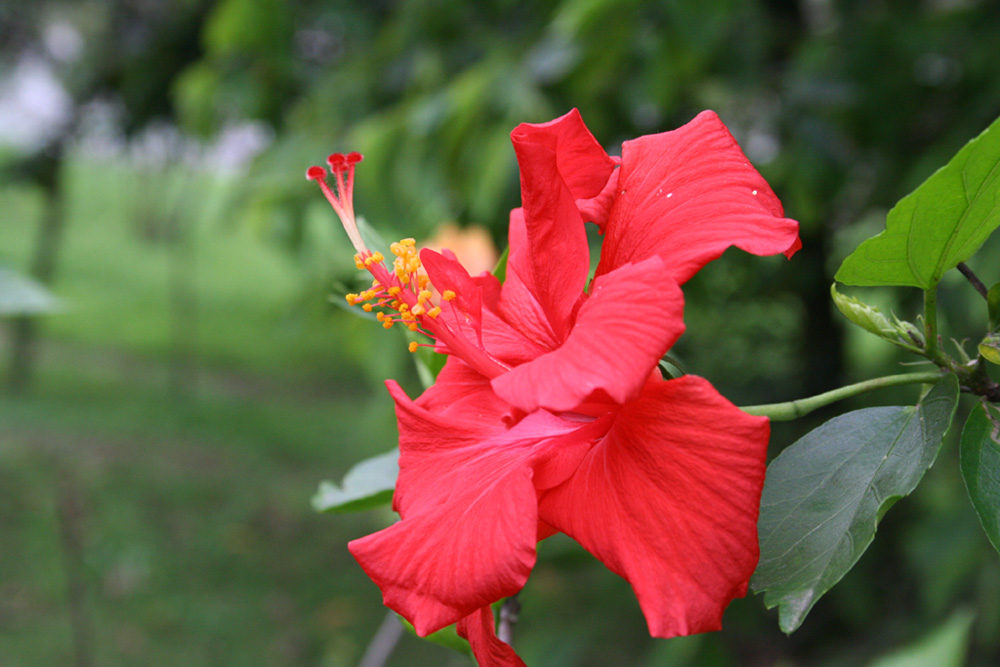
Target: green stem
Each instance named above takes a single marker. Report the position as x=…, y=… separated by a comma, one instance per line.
x=803, y=406
x=930, y=324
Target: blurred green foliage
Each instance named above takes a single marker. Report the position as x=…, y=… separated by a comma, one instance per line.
x=199, y=383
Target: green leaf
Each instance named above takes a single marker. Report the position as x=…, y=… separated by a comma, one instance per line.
x=20, y=295
x=367, y=485
x=447, y=637
x=993, y=305
x=825, y=494
x=941, y=223
x=501, y=269
x=945, y=647
x=980, y=457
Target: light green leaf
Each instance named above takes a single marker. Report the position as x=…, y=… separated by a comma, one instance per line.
x=993, y=305
x=946, y=646
x=19, y=295
x=447, y=637
x=941, y=223
x=367, y=485
x=825, y=494
x=980, y=457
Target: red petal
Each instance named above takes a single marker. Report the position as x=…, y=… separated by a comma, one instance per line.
x=689, y=194
x=472, y=314
x=467, y=495
x=669, y=501
x=560, y=162
x=634, y=315
x=488, y=649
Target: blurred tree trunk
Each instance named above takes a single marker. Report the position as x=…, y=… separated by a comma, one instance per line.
x=45, y=168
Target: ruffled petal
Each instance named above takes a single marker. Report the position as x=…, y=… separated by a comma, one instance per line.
x=560, y=162
x=468, y=500
x=633, y=316
x=472, y=313
x=689, y=194
x=669, y=501
x=479, y=629
x=518, y=301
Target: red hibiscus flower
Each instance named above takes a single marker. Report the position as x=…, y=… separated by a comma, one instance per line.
x=550, y=414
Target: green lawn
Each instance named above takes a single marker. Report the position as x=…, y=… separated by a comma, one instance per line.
x=186, y=485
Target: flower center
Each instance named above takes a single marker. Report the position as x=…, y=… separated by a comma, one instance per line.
x=401, y=295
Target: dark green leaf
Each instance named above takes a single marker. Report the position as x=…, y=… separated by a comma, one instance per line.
x=825, y=494
x=501, y=269
x=980, y=456
x=941, y=223
x=367, y=485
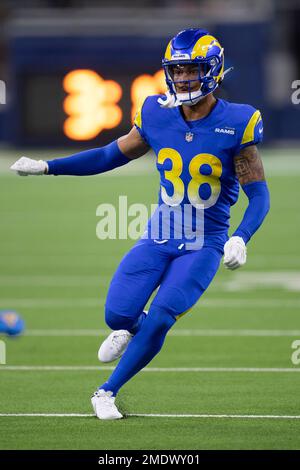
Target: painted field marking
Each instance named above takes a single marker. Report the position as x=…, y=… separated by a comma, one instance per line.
x=149, y=415
x=93, y=302
x=154, y=369
x=176, y=332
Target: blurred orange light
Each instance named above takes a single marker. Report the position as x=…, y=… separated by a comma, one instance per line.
x=90, y=104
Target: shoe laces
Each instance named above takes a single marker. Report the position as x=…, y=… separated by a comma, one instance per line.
x=107, y=397
x=116, y=338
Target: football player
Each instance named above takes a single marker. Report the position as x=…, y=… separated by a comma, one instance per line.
x=205, y=148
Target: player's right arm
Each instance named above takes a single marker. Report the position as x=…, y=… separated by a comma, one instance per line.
x=90, y=162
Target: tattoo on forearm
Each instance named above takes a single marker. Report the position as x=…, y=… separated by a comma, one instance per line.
x=248, y=166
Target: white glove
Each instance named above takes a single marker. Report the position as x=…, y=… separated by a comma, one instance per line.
x=235, y=253
x=26, y=166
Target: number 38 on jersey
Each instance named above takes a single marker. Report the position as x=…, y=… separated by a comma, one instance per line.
x=204, y=171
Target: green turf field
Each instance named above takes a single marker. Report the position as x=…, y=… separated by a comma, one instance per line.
x=224, y=379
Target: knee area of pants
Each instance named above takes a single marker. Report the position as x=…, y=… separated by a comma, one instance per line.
x=159, y=320
x=172, y=301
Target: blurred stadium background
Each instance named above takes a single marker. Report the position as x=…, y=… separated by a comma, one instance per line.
x=55, y=272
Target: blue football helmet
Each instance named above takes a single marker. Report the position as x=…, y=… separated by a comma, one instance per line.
x=197, y=47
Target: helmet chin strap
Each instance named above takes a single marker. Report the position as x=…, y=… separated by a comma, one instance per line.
x=187, y=99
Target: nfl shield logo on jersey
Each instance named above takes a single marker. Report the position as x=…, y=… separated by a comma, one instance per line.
x=189, y=136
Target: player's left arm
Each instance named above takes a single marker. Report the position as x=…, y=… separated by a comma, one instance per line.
x=250, y=172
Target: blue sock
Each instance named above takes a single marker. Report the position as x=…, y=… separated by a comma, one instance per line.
x=138, y=324
x=142, y=348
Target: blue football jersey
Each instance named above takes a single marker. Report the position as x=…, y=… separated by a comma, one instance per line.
x=195, y=160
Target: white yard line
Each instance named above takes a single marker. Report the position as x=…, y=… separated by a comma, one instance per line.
x=5, y=368
x=177, y=332
x=150, y=415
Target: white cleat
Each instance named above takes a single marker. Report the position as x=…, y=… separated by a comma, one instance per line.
x=114, y=345
x=104, y=405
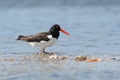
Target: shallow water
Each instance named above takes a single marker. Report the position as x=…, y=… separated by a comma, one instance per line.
x=94, y=32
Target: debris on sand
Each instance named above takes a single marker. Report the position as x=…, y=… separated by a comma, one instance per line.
x=55, y=57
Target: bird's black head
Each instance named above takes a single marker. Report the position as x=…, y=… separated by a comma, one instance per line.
x=54, y=30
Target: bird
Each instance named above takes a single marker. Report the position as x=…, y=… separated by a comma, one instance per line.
x=44, y=39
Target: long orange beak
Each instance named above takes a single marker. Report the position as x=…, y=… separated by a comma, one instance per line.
x=62, y=30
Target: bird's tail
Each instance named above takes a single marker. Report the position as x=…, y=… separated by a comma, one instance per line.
x=20, y=37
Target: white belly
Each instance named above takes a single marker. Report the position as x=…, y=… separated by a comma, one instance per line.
x=43, y=44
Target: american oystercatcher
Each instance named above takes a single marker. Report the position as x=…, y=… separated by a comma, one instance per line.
x=44, y=39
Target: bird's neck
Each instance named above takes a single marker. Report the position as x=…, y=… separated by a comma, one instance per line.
x=54, y=34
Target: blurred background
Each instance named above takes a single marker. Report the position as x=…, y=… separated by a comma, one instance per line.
x=94, y=26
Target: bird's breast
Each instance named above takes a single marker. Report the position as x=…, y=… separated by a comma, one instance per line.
x=43, y=44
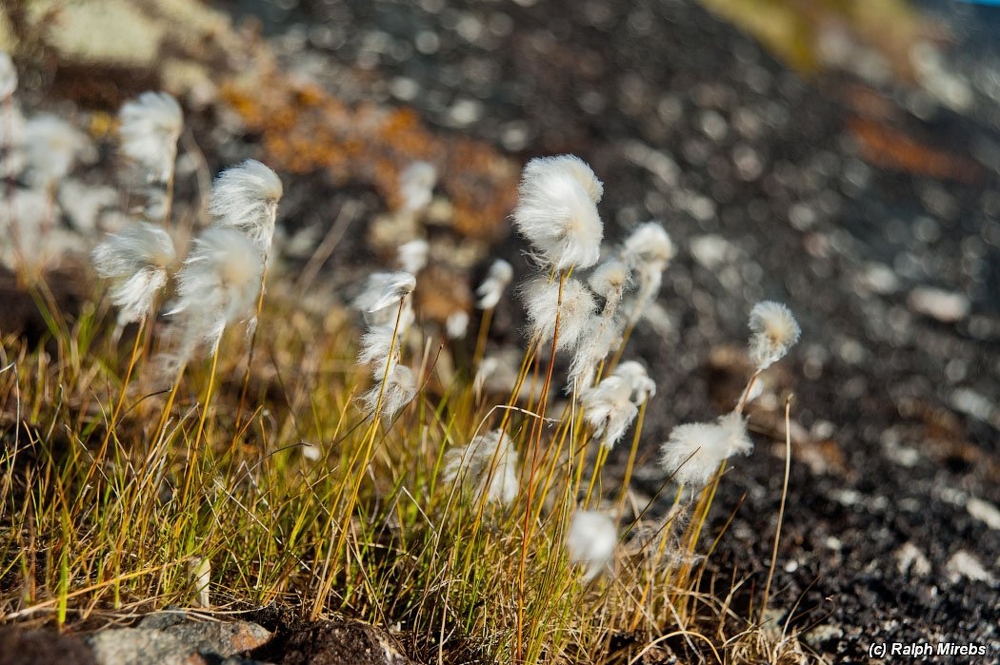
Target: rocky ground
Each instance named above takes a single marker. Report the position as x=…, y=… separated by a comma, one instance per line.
x=866, y=202
x=864, y=197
+++
Please return, word for word, the lines of the records starting at the one that contains "Target: bird's tail" and stopping after the final line of the records, with both ends included. Leave the pictures out of your answer.

*WORKED ANSWER:*
Target: bird's tail
Each instance named above takes a single marker. Report the position as x=…, y=… separated by a comma, one instance per line.
x=20, y=37
Target: white belly
Each instance named above takes a single marker. Report the position as x=…, y=… separated by a comma, one instance per line.
x=43, y=44
Target: american oystercatcher
Each instance named above takes a single marker. Report the position as x=…, y=… separated by a comma, one instance per line.
x=44, y=39
Target: bird's neck
Each instance named above takes a single marker. Report the position as x=…, y=… separated by a comma, one instance per line.
x=54, y=34
Target: blurred background
Each instance named above takes a single marker. Report the position as x=…, y=… separated by a comma, one instance per line.
x=94, y=26
Target: bird's breast
Each instance named above takes a single marker. Report the position as x=…, y=… separated by a comma, one instance per line.
x=43, y=44
Target: rocky ground
Each instance named above takes a single marker. Report the position as x=…, y=… separated by a comma, one instance per line.
x=866, y=202
x=864, y=197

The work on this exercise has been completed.